Dati in ingresso ▸
------------------------------

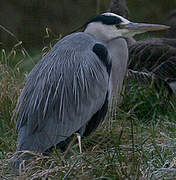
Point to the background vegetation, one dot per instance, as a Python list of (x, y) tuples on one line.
[(136, 142)]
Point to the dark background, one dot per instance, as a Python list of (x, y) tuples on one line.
[(28, 19)]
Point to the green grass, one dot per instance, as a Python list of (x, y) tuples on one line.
[(136, 142)]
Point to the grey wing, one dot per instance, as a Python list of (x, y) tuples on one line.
[(59, 99)]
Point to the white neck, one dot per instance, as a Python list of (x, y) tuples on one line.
[(103, 32)]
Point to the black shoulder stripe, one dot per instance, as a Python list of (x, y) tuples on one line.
[(101, 51)]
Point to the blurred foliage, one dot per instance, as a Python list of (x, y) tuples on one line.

------------------------------

Consegna ▸ Puoi ricopiare tutto l'elenco qui sopra, riga per riga e senza cambiare una parola, tralasciando le immagini?

Soluzione svolta ▸
Point to the background vegetation, one dot per instance, as a Python list of (x, y) tuples on one line.
[(136, 142)]
Point to the dark background, one dot per instance, as a Python list of (x, y) tuples on one line.
[(28, 19)]
Point to the green grass, one dot per instance, as a Python list of (x, y) tuples on one line.
[(136, 142)]
Point to the grey wing, one dot per instance, as a Python list of (x, y) tuples on one line.
[(59, 99)]
Point to the white neck, one dot per instance, as a Python list of (x, y) tuples on one line.
[(103, 32)]
Point to the black shoulder stripe, one dot per instance, as a Python list of (x, y) tuples on one line.
[(101, 51)]
Point to the blurred foliage, one dot per instance, as a Python list of (x, y) tuples on one line.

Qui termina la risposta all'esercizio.